**Selected passage**
────────────────

Local leaders and residents voiced outrage this week over the presence of federal immigration agents in Pasadena and Altadena, and the arrest of an immigrant labor advocate — who was on his way to an Eaton fire commemoration — which prompted accusations against local law enforcement of cooperating with federal officials.

Those accusations, denied by the city’s top elected official, come as the nation reels from the fatal shooting on Wednesday by an Immigration and Customs Enforcement agent of a 37-year-old Minneapolis woman, captured on video. Federal immigration officers also shot and wounded two people on Thursday in a vehicle outside a hospital in Portland, Oregon.

The Minneapolis shooting, in particular, has intensified a nationwide debate over the Trump administration’s massive immigration dragnet. While operations have resulted in mass deportations — which the administration says is necessary to keep the country safe — they have also stirred fear and anger in many communities, and, because of the fatal shooting, amplified the question of whether legal protections for those who legally observe and monitor ICE actions will continue.

And in Pasadena, there are now questions about whether local police violated municipal rules against cooperating with immigration operations after officers arrested Jose Madera, the director of the Pasadena Community Job Center, after he apparently followed an ICE vehicle to City Hall on Wednesday.

Pasadena police declined to comment on the incident and to release a report during an active investigation.

But Mayor Victor Gordo denied that local police were helping ICE.

────────────────

**Task brief**
Carry the news article about federal immigration agents in Pasadena forward from its last sentence, the one about Mayor Victor Gordo's denial. The records that come next are separate material with no connection to the news article.

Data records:
────────────────

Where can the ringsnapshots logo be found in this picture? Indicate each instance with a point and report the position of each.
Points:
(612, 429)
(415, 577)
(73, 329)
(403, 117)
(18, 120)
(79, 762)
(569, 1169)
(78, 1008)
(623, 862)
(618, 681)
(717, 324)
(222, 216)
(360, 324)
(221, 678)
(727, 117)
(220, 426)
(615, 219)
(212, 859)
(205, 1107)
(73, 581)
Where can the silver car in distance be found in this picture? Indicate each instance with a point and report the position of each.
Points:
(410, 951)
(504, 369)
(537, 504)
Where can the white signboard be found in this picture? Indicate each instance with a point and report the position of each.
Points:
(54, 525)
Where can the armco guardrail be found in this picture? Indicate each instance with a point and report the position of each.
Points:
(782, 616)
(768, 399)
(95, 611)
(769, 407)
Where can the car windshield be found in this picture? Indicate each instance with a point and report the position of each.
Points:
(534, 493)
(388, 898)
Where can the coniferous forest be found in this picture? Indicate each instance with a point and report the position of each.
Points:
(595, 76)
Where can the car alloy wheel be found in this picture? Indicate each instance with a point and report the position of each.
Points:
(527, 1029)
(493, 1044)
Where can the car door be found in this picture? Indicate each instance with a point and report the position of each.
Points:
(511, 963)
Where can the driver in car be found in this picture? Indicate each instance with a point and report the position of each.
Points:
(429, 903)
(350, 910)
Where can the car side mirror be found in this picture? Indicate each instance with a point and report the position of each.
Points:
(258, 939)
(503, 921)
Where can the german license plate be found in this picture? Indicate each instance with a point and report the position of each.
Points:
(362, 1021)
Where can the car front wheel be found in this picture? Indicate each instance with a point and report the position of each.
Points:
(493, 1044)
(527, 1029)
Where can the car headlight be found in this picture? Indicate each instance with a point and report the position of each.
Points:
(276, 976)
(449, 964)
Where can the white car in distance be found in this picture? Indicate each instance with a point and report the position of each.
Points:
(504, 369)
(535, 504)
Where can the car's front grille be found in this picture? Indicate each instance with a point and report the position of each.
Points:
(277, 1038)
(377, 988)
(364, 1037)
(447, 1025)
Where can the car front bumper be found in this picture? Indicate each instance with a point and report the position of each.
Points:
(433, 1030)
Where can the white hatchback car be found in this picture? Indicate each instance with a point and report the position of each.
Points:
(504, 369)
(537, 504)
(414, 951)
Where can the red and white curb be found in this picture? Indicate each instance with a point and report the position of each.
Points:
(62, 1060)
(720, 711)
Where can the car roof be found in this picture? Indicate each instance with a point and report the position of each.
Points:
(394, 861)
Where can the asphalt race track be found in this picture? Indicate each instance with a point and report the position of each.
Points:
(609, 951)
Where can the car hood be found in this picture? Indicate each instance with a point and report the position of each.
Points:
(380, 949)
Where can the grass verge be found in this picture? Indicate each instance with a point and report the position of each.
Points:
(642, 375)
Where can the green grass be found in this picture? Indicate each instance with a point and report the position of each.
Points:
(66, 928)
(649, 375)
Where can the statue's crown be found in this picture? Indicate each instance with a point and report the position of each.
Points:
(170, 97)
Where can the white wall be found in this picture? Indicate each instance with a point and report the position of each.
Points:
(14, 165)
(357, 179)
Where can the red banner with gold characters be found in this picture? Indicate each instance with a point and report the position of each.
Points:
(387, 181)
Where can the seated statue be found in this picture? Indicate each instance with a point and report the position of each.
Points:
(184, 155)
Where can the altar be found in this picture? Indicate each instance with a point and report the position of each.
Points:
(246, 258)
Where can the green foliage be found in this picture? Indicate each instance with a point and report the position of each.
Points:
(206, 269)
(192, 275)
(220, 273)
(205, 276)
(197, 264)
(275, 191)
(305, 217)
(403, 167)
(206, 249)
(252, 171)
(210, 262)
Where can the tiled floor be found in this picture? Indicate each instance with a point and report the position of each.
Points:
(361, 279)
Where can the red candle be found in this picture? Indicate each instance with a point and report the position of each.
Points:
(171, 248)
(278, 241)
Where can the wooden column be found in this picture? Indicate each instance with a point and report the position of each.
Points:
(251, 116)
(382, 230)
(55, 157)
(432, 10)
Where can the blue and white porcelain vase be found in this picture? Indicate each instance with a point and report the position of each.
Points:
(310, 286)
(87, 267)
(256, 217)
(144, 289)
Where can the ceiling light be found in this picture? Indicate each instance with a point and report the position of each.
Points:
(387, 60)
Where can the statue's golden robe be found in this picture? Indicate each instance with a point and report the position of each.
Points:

────────────────

**Output below**
“We have a very clear policy,” he said in a Thursday interview. “We will not coordinate nor participate in ICE operations. We do not assist in any way or use municipal resources to coordinate with an ICE operation.”

On Wednesday, Madera said, he was on his way to Altadena for an Eaton fire commemoration when he got a call confirming ICE agents were in Pasadena. Community defense rapid response teams had alerted people in the community that an ICE vehicle was driving in the area of Northwest Pasadena. Such teams are composed of members in the community who track ICE actions in the city and alert people who could be at risk of detention by the agents.

Madera followed one unmarked car as it drove through town, he said. The vehicle eventually stopped at City Hall — where Madera was detained by the Pasadena Police Department. The PPD arrested Madera on suspicion of misdemeanor resisting arrest or obstructing an officer from performing his or her lawful duties, according to booking records and city spokesperson Lisa Derderian.

“I saw them do U-turns and different things they shouldn’t be doing on the road,” Madera said in a Thursday interview. “It came to a point when they went again in front of the Pasadena Police Department and there was Pasadena police waiting. Instead of stopping them and questioning them, they stopped me and questioned me.”

Madera said he wasn’t driving recklessly and didn’t break any laws. Madera cooperated with police, he said. He was cited and released about an hour after his arrest.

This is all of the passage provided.